--- Start INFORMATION SUPPLIED ---

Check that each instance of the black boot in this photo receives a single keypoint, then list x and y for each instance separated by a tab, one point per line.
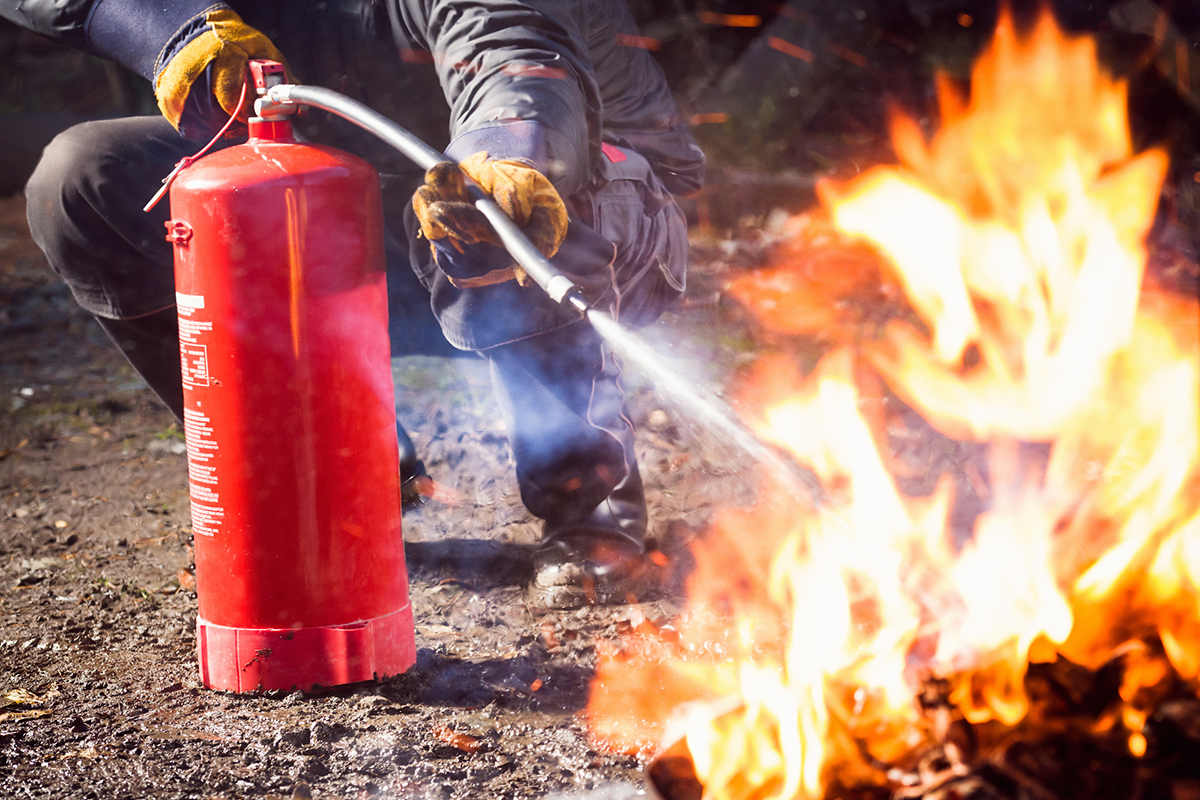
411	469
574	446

--- End INFORMATION SUPPLIED ---
--- Start INFORMATION SUPPLIED ---

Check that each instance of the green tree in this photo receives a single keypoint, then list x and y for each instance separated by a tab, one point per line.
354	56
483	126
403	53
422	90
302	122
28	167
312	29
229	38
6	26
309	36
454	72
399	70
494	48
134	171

--- End INFORMATION SUPPLIED ---
--- Start INFORMATION SUPPLIED ---

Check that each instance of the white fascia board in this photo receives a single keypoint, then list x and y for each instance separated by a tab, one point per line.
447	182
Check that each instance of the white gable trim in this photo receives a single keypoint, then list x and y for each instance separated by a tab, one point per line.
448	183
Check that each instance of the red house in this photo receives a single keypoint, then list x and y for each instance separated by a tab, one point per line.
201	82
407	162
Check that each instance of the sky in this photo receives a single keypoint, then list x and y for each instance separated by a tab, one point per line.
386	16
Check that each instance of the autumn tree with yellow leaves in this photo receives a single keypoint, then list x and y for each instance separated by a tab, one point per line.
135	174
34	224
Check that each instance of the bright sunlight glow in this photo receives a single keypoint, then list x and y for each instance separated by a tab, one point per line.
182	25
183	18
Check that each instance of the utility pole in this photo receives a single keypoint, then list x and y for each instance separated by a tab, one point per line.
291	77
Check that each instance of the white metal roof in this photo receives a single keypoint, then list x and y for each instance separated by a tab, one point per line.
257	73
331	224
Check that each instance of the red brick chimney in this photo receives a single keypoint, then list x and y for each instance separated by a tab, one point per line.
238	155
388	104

--- End INFORMATION SUPPLIED ---

• DIRECTIONS:
Which lines in the records above contain the word "tree"? Pick out each such line and copy it in full.

• RESPONSE BELOW:
Check that each instance of the green tree in this photo receives a single keypoint, then list x and y for each instance separated by a tab, one point per line.
Check that each instance of the autumn tree with yellow leaves in this photo receives a single keypoint, then list x and y for each instance separated by a tab, one point per line.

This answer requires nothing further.